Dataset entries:
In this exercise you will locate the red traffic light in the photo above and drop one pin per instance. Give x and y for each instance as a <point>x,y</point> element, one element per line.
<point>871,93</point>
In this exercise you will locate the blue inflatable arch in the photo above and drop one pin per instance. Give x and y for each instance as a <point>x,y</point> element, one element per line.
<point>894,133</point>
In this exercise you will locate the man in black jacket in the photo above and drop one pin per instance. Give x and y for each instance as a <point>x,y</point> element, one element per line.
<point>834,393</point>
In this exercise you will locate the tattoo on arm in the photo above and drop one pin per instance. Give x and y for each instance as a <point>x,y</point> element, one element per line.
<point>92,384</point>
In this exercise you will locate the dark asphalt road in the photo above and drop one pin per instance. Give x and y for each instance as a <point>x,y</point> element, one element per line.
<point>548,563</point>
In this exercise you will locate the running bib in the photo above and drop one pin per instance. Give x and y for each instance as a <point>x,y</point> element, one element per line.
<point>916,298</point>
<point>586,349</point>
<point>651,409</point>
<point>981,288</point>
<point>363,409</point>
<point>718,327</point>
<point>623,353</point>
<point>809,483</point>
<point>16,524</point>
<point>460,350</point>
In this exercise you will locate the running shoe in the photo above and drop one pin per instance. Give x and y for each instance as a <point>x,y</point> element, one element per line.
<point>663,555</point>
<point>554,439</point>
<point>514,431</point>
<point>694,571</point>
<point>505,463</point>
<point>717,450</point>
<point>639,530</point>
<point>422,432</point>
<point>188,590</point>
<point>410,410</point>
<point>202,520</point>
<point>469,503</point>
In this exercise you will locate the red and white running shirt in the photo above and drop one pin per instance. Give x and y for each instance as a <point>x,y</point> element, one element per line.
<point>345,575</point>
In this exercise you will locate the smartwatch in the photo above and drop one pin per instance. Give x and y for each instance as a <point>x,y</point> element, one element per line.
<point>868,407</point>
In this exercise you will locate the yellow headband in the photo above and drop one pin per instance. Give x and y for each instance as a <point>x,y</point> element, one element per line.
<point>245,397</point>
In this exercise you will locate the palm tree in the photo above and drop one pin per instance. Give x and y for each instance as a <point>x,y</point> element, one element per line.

Work request
The entries above must be output exactly, with every line preserved.

Answer space
In this exercise you will locate the red traffic light in the photo above and drop one pin per instance. Give x and y for each instance as a <point>x,y</point> element, one element per line.
<point>871,93</point>
In this exercise you will locate the blue inflatable arch in the photo above and drop one pin per instance. Give x and y for each instance as a <point>x,y</point> element, one element per line.
<point>894,133</point>
In this exercise you will locate the man in black jacket in the photo above and drop one pin per instance. Give x and y for each instance as a <point>x,y</point> element, one element per line.
<point>834,393</point>
In this exercise you will locate the tattoo on arm in the photo above and drop one pin per instance. Give x and y for each instance as a <point>x,y</point> element, one element per line.
<point>92,384</point>
In this exercise you will locate the dark asphalt road in the photo above and drop one pin per instance. Give x and y for each instance as a <point>x,y</point> element, one element per line.
<point>548,563</point>
In this exercise you will locate the running bib in the photo above and drop one pin per instance. Give x and y for each instance as a <point>x,y</point> element, one element per line.
<point>916,298</point>
<point>586,349</point>
<point>651,409</point>
<point>981,288</point>
<point>363,409</point>
<point>718,327</point>
<point>623,353</point>
<point>809,483</point>
<point>16,524</point>
<point>460,350</point>
In this exercise you will locate the running shoe in the photo above and drop one pin per instance. Give x and y for each instance as a <point>x,y</point> element, one element per line.
<point>663,555</point>
<point>554,439</point>
<point>514,431</point>
<point>694,571</point>
<point>505,463</point>
<point>717,450</point>
<point>639,530</point>
<point>422,432</point>
<point>188,590</point>
<point>410,410</point>
<point>202,520</point>
<point>469,503</point>
In this exercise you will locate the red and white running shirt in the photo above and drop one pin per instance. Give x and y for each instance as a <point>x,y</point> element, one element per line.
<point>345,575</point>
In this exercise you will locate the smartwatch in the photo above and drop one pin per instance. Give x and y for each instance as a <point>x,y</point> element, one element per line.
<point>868,407</point>
In this exercise you will locate the yellow headband in the photo above and drop one pin per instance. Give x and y for each instance as a <point>x,y</point> element, one element per line.
<point>245,397</point>
In this exercise you will locate the palm tree in the photo above and drop one pin per instance. Give x and y for each instance as a <point>x,y</point> element, one element per line.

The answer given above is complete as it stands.